DATA FOR PROCESSING.

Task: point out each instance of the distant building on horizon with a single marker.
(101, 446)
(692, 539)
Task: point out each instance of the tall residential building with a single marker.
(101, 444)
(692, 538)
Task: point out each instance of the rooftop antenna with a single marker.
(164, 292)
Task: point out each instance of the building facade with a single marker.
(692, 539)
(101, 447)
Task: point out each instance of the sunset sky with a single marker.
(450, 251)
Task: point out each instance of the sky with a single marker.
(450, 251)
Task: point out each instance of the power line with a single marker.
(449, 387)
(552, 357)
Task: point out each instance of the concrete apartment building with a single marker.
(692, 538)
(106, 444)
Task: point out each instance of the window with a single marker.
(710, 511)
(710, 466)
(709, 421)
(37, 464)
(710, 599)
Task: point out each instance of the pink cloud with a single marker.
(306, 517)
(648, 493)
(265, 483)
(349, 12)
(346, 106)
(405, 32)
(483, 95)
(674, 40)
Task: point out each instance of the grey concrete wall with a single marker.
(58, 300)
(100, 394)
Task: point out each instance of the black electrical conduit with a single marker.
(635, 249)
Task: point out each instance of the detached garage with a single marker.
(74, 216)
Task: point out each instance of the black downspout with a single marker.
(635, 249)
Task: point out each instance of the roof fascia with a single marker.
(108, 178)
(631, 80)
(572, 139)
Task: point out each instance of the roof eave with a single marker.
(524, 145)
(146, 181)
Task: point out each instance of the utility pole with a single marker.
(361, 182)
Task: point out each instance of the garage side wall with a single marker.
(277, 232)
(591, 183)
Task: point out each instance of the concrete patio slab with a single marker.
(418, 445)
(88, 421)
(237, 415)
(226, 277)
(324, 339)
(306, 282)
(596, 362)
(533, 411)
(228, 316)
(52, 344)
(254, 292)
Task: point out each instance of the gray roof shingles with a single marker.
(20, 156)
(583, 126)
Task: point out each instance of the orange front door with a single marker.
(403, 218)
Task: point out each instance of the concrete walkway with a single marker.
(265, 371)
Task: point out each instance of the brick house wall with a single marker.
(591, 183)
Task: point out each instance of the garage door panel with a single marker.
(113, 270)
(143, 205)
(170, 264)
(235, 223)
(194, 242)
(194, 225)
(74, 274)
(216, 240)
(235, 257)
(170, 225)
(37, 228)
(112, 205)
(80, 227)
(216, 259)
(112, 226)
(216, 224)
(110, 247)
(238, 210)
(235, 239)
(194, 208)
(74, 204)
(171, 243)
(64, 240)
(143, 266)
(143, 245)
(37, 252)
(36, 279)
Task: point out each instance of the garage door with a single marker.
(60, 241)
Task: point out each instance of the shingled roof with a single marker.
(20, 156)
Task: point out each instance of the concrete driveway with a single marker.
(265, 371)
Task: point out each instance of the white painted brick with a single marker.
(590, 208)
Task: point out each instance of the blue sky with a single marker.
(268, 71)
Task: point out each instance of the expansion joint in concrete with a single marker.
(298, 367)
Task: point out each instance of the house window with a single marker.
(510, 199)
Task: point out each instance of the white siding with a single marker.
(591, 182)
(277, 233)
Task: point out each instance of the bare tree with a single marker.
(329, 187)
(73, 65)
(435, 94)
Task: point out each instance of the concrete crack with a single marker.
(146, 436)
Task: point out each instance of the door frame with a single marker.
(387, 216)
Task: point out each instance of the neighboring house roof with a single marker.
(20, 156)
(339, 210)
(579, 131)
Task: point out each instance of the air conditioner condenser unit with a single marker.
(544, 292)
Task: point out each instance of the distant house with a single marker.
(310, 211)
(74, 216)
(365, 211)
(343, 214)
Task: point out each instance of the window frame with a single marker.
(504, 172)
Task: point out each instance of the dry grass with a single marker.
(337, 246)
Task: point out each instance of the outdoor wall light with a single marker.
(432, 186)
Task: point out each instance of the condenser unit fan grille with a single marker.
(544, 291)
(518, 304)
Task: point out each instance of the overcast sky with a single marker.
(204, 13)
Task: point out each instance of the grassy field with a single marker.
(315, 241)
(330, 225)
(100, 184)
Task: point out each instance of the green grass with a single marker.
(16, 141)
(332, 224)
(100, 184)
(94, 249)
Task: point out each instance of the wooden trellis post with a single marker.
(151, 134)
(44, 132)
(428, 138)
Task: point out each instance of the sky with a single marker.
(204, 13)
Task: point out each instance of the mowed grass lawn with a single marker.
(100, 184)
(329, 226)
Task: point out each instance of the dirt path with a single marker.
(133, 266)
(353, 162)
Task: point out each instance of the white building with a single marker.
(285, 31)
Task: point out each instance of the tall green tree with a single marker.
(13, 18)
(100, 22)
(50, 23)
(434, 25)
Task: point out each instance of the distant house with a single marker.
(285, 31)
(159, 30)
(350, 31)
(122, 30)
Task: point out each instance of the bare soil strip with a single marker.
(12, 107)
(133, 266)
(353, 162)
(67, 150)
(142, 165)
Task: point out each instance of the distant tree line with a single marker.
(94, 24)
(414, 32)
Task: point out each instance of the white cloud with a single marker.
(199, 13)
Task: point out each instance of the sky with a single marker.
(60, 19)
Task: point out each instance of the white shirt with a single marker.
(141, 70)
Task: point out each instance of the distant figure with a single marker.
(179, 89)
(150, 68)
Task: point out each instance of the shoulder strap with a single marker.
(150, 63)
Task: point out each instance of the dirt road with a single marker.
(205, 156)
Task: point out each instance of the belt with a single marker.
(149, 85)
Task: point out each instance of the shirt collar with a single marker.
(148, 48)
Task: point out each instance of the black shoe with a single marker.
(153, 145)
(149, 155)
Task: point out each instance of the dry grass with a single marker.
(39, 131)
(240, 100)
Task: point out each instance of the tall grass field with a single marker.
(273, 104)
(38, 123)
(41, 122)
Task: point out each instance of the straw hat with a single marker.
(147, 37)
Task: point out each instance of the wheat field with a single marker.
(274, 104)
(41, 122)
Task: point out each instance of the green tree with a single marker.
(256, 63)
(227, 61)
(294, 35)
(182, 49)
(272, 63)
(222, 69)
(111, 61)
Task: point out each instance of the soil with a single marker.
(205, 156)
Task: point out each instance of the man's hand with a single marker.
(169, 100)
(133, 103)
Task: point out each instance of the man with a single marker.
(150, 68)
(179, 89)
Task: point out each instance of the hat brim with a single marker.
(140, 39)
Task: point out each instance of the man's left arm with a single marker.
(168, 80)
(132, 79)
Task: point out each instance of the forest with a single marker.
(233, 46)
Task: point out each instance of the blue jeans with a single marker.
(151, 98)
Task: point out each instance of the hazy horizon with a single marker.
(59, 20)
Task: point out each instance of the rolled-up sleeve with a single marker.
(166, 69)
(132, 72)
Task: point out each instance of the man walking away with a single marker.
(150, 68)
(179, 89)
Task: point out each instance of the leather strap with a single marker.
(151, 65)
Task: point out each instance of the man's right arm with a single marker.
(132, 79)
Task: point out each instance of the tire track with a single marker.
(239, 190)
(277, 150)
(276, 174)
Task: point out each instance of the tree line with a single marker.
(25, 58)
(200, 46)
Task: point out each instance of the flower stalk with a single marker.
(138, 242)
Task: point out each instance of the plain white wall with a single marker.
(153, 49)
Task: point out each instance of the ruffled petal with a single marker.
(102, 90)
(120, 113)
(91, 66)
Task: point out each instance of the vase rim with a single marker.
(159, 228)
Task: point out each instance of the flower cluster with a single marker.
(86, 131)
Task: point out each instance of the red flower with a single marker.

EXERCISE GOAL. Retype every one of the records above word for word, with no changes.

PROBLEM SOLUTION.
Task: point out each instance of the distant building on horizon with a single marker.
(101, 446)
(692, 539)
Task: point out each instance of the tall residential building with a single marker.
(101, 444)
(692, 538)
Task: point out each instance of the rooftop antenna with a single marker.
(164, 292)
Task: point out each instance of the building facade with a single marker.
(692, 539)
(101, 447)
Task: point out each instance of the sunset sky with a single marker.
(450, 251)
Task: point out each instance of the sky with a single marker.
(450, 251)
Task: point out each instance of the power line with a single marker.
(449, 387)
(552, 357)
Task: point out each instance of the concrete apartment building with a single marker.
(692, 538)
(106, 444)
Task: point out each instance of the window with a single marker.
(710, 511)
(710, 466)
(709, 421)
(37, 464)
(710, 599)
Task: point out each instance of the pink cloud with a single marker.
(306, 517)
(648, 493)
(265, 483)
(349, 12)
(346, 106)
(405, 32)
(483, 95)
(674, 40)
Task: point out each instance of the grey concrete wall with a single marker.
(58, 300)
(100, 394)
Task: point out each instance of the black electrical conduit with a single marker.
(635, 249)
Task: point out each instance of the detached garage with a single marker.
(74, 216)
Task: point out each instance of the black downspout with a single marker.
(635, 249)
Task: point out each instance of the roof fascia with a single marker.
(108, 178)
(631, 80)
(572, 139)
Task: point out each instance of the roof eave with a single marker.
(524, 145)
(146, 181)
Task: point out each instance of the utility pole with a single marker.
(361, 182)
Task: point out each instance of the garage side wall with a single marker.
(277, 232)
(591, 183)
Task: point out each instance of the concrete patio slab with a single marker.
(418, 445)
(88, 421)
(237, 415)
(226, 277)
(324, 339)
(306, 282)
(596, 362)
(533, 411)
(228, 316)
(52, 344)
(254, 292)
Task: point out each instance of the gray roof shingles with a single marker.
(20, 156)
(583, 126)
Task: point out each instance of the orange front door with a single marker.
(403, 218)
Task: point out each instance of the concrete walkway with a single marker.
(265, 371)
Task: point out each instance of the brick house wall with a single marker.
(591, 183)
Task: point out each instance of the garage door panel with a single marker.
(113, 270)
(143, 205)
(170, 264)
(235, 223)
(194, 242)
(194, 225)
(74, 274)
(216, 240)
(235, 257)
(170, 225)
(37, 228)
(112, 205)
(80, 227)
(216, 259)
(112, 226)
(216, 224)
(110, 247)
(238, 210)
(235, 239)
(194, 208)
(74, 204)
(171, 243)
(64, 240)
(143, 266)
(143, 245)
(37, 252)
(36, 279)
Task: point out each instance of the garage door with a single marker.
(60, 241)
Task: point out each instance of the shingled roof with a single marker.
(20, 156)
Task: point out each instance of the concrete driveway with a single marker.
(265, 371)
Task: point out each instance of the white painted brick with a single marker.
(590, 208)
Task: point out each instance of the blue sky with a single marker.
(268, 71)
Task: point out each instance of the expansion joint in concrete with a single marker.
(298, 367)
Task: point out each instance of the house window with a single marker.
(510, 199)
Task: point out each instance of the white siding with a single marker.
(591, 182)
(277, 233)
Task: point out each instance of the bare tree with a single marker.
(329, 187)
(73, 65)
(435, 94)
Task: point out each instance of the concrete crack with a single marker.
(146, 436)
Task: point out each instance of the door frame with a single marker.
(387, 216)
Task: point out each instance of the neighboring house roof with a single marker.
(20, 156)
(339, 210)
(579, 131)
Task: point out each instance of the air conditioner condenser unit with a single marker.
(544, 292)
Task: point out each instance of the distant house with a single marker.
(310, 211)
(74, 216)
(365, 211)
(343, 214)
Task: point out each instance of the window frame with a single marker.
(504, 172)
Task: point out each instance of the dry grass with a single marker.
(337, 246)
Task: point out each instance of the outdoor wall light with a single marker.
(432, 186)
Task: point out each instance of the condenser unit fan grille with a single marker.
(544, 291)
(518, 304)
Task: point out each instance of the overcast sky with a single marker.
(204, 13)
Task: point out each instance of the grassy field with a single marker.
(315, 241)
(330, 225)
(100, 184)
Task: point out each instance of the green grass with a single marker.
(16, 141)
(332, 224)
(100, 184)
(94, 249)
Task: point out each instance of the wooden trellis post with a single marker.
(151, 134)
(44, 132)
(428, 138)
Task: point out each instance of the sky with a single marker.
(204, 13)
Task: point out each instance of the mowed grass lawn with a single marker.
(100, 184)
(329, 226)
Task: point out each instance of the dirt path with a single marker.
(133, 266)
(353, 162)
Task: point out each instance of the white building with a single marker.
(285, 31)
Task: point out each instance of the tall green tree with a single marker.
(13, 18)
(100, 22)
(50, 23)
(434, 25)
Task: point out each instance of the distant house with a single marker.
(285, 31)
(159, 30)
(350, 31)
(122, 30)
Task: point out each instance of the bare soil strip with a single marker.
(12, 107)
(133, 266)
(353, 162)
(67, 150)
(142, 165)
Task: point out each instance of the distant tree line with a single marker.
(94, 24)
(414, 32)
Task: point out each instance of the white cloud with a single marker.
(199, 13)
Task: point out each instance of the sky with a single marker.
(60, 19)
Task: point out each instance of the white shirt with a single marker.
(141, 70)
Task: point out each instance of the distant figure with a single marker.
(179, 89)
(150, 68)
Task: point out each instance of the shoulder strap with a single marker.
(150, 63)
Task: point out each instance of the dirt road with a single marker.
(205, 156)
Task: point out each instance of the belt with a single marker.
(149, 85)
Task: point out each instance of the shirt collar with a single marker.
(148, 48)
Task: point out each instance of the black shoe with a single marker.
(153, 145)
(149, 155)
Task: point out each instance of the dry grass with a single marker.
(39, 131)
(240, 100)
Task: point out each instance of the tall grass field with a single marker.
(273, 104)
(38, 123)
(41, 122)
Task: point out each instance of the straw hat with a single marker.
(147, 37)
Task: point out each instance of the wheat field with a single marker.
(274, 104)
(41, 122)
Task: point out each instance of the green tree with a single marker.
(256, 63)
(227, 61)
(294, 35)
(182, 49)
(272, 63)
(222, 69)
(111, 61)
Task: point out each instance of the soil with a single marker.
(205, 156)
Task: point out each instance of the man's hand with a single marker.
(169, 100)
(133, 103)
Task: point out each instance of the man with a single marker.
(150, 68)
(179, 89)
Task: point out each instance of the hat brim with a single marker.
(140, 39)
Task: point out each instance of the man's left arm with a single marker.
(168, 80)
(132, 79)
Task: point out each instance of the forest with a single marker.
(233, 46)
Task: point out each instance of the blue jeans with a single marker.
(151, 98)
Task: point out each instance of the hazy horizon with a single marker.
(59, 20)
Task: point out each instance of the rolled-up sleeve with a single marker.
(166, 69)
(132, 72)
Task: point out each instance of the man walking away with a single marker.
(150, 68)
(179, 89)
Task: point out each instance of the leather strap with a single marker.
(151, 65)
Task: point out each instance of the man's right arm with a single marker.
(132, 79)
Task: point out each instance of the tire track with a single marker.
(239, 190)
(277, 150)
(276, 174)
Task: point out each instance of the tree line with a single marker.
(25, 58)
(200, 46)
Task: point out each instance of the flower stalk with a single marker.
(138, 242)
Task: point out each instance of the plain white wall with a single marker.
(153, 49)
Task: point out each instance of the ruffled petal with a single marker.
(102, 90)
(120, 113)
(91, 66)
Task: point out each instance of the vase rim with a single marker.
(159, 228)
Task: point out each instance of the flower cluster with a single marker.
(86, 131)
Task: point out each instance of the red flower with a single marker.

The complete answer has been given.